Could a machine automatically tag things in a still picture? "Dog 1: Terror", "Man: John Smith". I wonder if we end up with CCTV automatically sending out Robocop to arrest people. Big brother is watching you and figuring out what you're doing.
This leads to the action recognition, mentioned at the start. Having got to a point where we tag things in a still picture, can we set the machines lose to do "weak supervised learning" - find an interesting thing in this video. We were shown examples of a programming picking out a bird or person etc moving in a video, Sometimes it worked, sometimes it didn't. Supervised learning involves giving training examples as input and getting the trained algo to find the same things in other inputs. For moving pictures describing the data - giving positive and negative examples would take hours. Would you go through frame by frame and label features? It would take far too long. Instead let it learn as it goes, setting it off with a few clues - here's a robin. Is there one in this movie? Or spot and label a moving thing - which happened to be a car moving very quickly so seeming to get much smaller - it didn't find that. It seems slow movements are easier to track than fast jerky ones. Though an algo did manage to draw a rectangle around a cat rolling about in another video. The two main techniques involved were dense trajectory features (Wang
) and CNN features for optical flow (Simonyan
). These made the front page in the last year or so.

Source information:
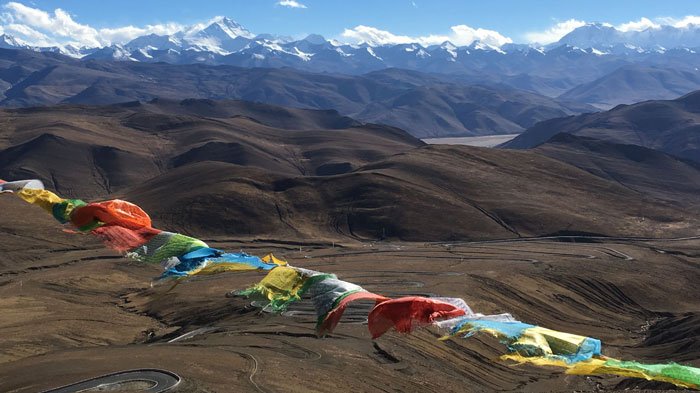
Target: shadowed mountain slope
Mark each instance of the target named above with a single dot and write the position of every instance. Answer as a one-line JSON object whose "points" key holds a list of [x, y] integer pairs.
{"points": [[90, 151], [669, 126], [422, 104], [634, 83], [649, 172], [430, 193], [222, 168]]}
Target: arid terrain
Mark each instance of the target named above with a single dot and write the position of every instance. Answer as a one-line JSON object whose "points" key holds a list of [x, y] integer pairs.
{"points": [[72, 310], [559, 236]]}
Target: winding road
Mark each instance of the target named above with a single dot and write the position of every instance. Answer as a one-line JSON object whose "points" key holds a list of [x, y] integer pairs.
{"points": [[141, 380]]}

Directions for this task:
Carry on the notes on action recognition in video, picking up after "These made the front page in the last year or so." The entries are separate material and have no connection to the notes on action recognition in video.

Result:
A compelling throw away comment at the end was that hand-crafted models are NOT machine learning
(ML).Most ML I have attempted before has left me to chose some parameters - how many iterations, how fast to move towards a solution, how many layers in my neural network. The machine has learnt nothing - it just did what it was told. True ML would let the machine find its own parameters. Of course, I have seen a few people trying to do this. It's all very exciting.
Somebody asked, "How come I don't see any of this in my day to day life?" I presume the usual - this is all so academic. Pay attention at the back, I say...
- Have you ever been issued with an automatic speeding ticket? How did it find you?
- Have you ever uploaded a picture to facebook and found little boxes around faces (and the odd random tree, but what do you expect?)
My Dad once asked me how on earth the sports program he was watching could tell him how far a specific footballer had run in the course of a football match. This involves image recognition, including the optical flow - tracking an individual player over the course of a game, from various different angles, so captures many of the specific problems we mentioned above. Unless they just use a pedometer.
Fascinating stuff. I wonder if the machines could spot things we haven't spotted. For example, speckles or shadows in medical scans or even x-ray machines at passport control/baggage checks, that people might miss. Or imagine facebook looked at your holiday snaps and sent you an advert for a clinic dealing with skin cancer, having spotted the stirrings of a carcinoma in your holiday tan. Would you want this?
Further extensions including pairing up audio information, so we can find youtube videos of tuning a guitar - made much easier if the spoken commentary says "tuning" and "guitar" as well as just having the pictures to go on. Combine this with smell and haptics and the machines will soon be writing their own drivel all over the internet. Welcome Skynet.